▶ **What is expected**:
In the records below, find the line containing "of the terracotta"; copy exactly that line and all lines after it to the end, and nothing else.

▶ **Exercise data**:

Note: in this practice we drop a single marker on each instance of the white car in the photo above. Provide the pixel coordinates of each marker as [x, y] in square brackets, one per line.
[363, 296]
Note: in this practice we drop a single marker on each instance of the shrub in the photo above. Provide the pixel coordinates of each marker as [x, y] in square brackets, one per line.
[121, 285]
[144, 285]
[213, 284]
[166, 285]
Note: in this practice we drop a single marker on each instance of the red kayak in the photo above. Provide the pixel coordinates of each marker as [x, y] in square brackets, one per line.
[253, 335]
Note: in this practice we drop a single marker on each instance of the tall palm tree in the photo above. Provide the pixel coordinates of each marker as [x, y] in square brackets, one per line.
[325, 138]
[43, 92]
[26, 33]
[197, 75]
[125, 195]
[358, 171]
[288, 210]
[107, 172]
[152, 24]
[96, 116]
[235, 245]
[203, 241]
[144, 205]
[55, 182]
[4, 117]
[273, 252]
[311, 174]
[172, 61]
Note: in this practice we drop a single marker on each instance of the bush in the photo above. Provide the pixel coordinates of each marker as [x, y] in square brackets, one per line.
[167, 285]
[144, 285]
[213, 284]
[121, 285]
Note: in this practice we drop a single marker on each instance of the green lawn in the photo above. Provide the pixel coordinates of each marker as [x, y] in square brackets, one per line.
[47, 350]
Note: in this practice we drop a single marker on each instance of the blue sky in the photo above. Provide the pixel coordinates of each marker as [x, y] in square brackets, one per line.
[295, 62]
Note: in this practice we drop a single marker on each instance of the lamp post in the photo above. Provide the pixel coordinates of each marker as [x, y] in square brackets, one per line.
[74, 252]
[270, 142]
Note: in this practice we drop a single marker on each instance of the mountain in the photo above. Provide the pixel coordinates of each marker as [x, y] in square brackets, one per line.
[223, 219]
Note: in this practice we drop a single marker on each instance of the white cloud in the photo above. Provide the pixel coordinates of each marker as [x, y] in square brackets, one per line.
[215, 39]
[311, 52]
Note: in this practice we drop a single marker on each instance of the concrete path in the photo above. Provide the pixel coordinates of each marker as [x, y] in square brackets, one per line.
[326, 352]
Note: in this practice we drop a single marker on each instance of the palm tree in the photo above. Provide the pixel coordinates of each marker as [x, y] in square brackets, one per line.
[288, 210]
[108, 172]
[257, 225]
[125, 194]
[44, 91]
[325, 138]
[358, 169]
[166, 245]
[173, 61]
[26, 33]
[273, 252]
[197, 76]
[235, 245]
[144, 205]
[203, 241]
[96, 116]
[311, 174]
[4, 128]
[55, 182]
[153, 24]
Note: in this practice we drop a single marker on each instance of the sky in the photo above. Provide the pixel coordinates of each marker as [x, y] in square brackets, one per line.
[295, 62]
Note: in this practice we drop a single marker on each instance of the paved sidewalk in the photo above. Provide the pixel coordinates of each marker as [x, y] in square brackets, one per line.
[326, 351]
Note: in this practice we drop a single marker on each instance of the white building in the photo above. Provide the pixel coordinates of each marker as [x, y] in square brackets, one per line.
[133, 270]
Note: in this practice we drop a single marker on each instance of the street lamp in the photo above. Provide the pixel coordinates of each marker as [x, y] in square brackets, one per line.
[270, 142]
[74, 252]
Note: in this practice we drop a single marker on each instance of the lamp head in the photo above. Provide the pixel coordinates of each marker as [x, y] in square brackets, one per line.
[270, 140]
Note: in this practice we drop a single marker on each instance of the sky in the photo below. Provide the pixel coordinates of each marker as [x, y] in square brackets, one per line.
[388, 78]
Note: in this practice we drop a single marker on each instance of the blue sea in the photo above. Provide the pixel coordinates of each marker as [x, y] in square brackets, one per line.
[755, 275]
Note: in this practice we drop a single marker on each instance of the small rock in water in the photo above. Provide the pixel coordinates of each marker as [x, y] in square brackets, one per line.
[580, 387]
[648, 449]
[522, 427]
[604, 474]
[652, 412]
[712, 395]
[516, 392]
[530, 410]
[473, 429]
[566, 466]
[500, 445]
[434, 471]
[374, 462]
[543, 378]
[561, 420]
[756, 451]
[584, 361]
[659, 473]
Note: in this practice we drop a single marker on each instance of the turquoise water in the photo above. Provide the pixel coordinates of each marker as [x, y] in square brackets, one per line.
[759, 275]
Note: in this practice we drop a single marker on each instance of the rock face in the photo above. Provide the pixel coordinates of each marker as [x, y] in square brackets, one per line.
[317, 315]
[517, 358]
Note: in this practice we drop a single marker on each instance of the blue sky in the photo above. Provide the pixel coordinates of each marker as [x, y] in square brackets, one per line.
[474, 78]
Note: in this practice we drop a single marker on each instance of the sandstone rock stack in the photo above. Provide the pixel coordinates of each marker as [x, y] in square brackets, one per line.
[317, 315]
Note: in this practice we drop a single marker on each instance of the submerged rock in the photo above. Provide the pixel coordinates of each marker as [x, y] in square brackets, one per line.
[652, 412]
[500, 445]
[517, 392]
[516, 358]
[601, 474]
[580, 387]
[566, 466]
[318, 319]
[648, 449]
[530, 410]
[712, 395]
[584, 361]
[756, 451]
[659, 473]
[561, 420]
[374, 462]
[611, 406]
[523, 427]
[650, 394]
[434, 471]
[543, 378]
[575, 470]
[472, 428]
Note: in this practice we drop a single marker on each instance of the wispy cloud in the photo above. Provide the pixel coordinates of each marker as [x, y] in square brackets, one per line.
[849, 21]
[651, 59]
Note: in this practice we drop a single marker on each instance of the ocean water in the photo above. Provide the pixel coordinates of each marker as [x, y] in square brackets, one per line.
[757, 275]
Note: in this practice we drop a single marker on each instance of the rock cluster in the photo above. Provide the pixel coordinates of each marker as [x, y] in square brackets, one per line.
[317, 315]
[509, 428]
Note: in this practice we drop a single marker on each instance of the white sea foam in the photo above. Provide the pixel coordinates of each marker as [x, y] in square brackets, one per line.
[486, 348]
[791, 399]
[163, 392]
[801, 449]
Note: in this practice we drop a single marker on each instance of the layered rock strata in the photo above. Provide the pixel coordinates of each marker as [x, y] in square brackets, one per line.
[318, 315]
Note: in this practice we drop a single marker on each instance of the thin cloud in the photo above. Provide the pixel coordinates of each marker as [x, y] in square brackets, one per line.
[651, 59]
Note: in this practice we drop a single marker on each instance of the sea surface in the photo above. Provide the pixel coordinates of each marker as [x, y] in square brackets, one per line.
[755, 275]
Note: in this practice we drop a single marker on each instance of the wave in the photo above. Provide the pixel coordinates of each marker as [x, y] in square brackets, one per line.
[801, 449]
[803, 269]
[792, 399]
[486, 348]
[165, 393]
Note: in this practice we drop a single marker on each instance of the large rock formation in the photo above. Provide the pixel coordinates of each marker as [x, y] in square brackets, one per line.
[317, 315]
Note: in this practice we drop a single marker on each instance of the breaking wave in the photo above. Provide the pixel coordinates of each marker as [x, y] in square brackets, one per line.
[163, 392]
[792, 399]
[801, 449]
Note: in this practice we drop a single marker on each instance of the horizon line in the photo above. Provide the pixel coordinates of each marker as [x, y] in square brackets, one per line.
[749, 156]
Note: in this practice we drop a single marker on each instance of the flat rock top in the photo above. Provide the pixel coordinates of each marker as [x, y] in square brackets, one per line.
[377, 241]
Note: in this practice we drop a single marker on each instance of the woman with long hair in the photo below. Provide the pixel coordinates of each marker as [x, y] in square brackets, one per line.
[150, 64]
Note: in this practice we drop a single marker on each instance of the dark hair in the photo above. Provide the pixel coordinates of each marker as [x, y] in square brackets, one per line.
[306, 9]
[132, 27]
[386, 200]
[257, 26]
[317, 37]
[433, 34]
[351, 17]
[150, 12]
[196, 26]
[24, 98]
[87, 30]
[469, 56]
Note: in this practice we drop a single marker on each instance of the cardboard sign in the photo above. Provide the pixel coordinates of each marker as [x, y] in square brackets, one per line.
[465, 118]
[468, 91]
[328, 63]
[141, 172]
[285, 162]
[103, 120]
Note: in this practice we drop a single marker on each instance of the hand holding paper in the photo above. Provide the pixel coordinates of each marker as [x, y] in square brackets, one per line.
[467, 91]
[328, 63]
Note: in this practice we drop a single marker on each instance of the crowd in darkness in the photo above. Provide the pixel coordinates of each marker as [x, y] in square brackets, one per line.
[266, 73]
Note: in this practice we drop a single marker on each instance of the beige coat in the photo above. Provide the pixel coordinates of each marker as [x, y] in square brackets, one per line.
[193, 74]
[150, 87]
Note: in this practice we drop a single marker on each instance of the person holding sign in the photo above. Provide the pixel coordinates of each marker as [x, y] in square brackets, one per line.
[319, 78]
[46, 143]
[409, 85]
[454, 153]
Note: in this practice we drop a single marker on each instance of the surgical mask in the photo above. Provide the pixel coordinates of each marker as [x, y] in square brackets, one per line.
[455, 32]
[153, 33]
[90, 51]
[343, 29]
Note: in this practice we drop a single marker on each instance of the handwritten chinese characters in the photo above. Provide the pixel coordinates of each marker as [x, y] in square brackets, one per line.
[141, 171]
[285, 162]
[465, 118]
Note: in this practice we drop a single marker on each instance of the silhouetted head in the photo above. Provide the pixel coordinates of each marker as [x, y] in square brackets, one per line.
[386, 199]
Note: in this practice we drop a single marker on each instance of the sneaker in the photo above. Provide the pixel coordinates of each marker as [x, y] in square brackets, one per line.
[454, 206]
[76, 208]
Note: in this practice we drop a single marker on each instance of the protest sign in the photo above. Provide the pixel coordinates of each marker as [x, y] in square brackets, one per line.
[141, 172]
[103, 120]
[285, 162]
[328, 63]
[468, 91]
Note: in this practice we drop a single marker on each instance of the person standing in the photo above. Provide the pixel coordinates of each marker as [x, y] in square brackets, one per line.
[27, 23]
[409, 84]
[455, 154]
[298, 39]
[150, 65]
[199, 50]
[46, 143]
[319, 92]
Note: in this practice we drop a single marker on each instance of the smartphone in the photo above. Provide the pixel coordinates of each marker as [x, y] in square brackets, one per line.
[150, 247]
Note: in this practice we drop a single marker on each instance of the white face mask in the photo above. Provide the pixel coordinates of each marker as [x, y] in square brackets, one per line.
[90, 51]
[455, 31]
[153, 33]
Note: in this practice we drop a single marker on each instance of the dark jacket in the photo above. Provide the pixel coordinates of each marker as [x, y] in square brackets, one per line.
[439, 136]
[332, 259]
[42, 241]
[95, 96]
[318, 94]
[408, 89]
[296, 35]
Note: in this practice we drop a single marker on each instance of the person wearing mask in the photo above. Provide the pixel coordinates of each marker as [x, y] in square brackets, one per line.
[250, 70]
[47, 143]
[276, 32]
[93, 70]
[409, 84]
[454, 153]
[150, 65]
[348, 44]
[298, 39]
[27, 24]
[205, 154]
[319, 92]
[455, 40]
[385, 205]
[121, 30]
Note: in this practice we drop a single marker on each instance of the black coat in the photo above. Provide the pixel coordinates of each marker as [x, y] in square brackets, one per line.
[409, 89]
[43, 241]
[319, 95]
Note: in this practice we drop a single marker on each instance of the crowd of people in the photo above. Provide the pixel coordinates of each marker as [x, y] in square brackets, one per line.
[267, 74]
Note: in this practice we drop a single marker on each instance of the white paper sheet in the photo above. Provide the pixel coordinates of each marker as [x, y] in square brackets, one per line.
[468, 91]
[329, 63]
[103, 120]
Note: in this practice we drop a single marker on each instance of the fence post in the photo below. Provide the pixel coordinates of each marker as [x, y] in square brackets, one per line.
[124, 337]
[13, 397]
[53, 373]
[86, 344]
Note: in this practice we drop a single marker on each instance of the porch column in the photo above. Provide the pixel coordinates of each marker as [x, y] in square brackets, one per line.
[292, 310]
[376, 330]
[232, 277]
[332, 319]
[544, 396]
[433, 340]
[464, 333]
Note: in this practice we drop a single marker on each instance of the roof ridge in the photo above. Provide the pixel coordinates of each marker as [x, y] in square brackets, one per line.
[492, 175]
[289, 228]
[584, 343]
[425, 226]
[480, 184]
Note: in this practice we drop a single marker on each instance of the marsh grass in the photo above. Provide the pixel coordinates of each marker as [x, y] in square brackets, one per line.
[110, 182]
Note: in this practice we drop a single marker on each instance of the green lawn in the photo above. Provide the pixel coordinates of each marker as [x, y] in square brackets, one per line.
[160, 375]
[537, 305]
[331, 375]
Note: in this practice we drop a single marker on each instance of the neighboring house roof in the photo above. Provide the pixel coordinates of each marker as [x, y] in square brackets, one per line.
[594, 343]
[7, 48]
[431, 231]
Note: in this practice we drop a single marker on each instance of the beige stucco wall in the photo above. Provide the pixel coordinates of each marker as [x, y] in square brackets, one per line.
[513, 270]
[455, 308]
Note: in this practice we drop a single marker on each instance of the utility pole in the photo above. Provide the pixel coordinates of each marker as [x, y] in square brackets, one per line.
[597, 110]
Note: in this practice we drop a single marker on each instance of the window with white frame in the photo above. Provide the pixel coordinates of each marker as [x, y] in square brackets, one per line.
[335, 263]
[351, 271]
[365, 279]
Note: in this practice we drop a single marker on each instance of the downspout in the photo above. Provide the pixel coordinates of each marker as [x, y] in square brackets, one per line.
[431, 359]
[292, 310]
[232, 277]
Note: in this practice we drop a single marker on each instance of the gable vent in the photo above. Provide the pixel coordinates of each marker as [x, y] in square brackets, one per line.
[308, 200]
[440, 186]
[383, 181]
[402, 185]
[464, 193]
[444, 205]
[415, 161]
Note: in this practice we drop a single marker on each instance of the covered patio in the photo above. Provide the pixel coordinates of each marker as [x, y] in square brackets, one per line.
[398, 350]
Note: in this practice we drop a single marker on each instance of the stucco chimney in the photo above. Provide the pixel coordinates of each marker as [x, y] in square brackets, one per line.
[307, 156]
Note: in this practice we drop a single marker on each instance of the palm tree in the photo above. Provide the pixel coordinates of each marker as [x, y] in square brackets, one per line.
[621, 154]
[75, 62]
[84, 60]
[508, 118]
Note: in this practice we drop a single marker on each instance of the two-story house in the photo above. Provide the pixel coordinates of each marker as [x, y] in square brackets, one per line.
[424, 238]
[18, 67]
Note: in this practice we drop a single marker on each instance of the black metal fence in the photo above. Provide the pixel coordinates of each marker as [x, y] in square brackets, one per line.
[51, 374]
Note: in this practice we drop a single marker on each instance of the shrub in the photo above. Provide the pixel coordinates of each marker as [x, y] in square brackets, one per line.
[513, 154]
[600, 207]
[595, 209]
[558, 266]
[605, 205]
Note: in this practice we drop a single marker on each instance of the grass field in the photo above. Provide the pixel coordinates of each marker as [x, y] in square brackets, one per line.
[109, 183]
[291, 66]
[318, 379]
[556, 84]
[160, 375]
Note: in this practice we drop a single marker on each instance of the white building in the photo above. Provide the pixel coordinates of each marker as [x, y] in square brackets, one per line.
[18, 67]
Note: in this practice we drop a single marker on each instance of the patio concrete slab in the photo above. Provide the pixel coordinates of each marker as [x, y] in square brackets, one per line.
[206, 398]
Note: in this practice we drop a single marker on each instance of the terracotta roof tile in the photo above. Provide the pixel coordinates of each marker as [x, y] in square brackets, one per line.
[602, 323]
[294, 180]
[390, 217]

▶ **Result of this task**:
Note: in this practice we drop a single marker on each instance of the terracotta roof tile in the photo above. Provide the pixel coordinates of each marker as [x, y] in square brackets, one per line.
[602, 323]
[294, 180]
[390, 217]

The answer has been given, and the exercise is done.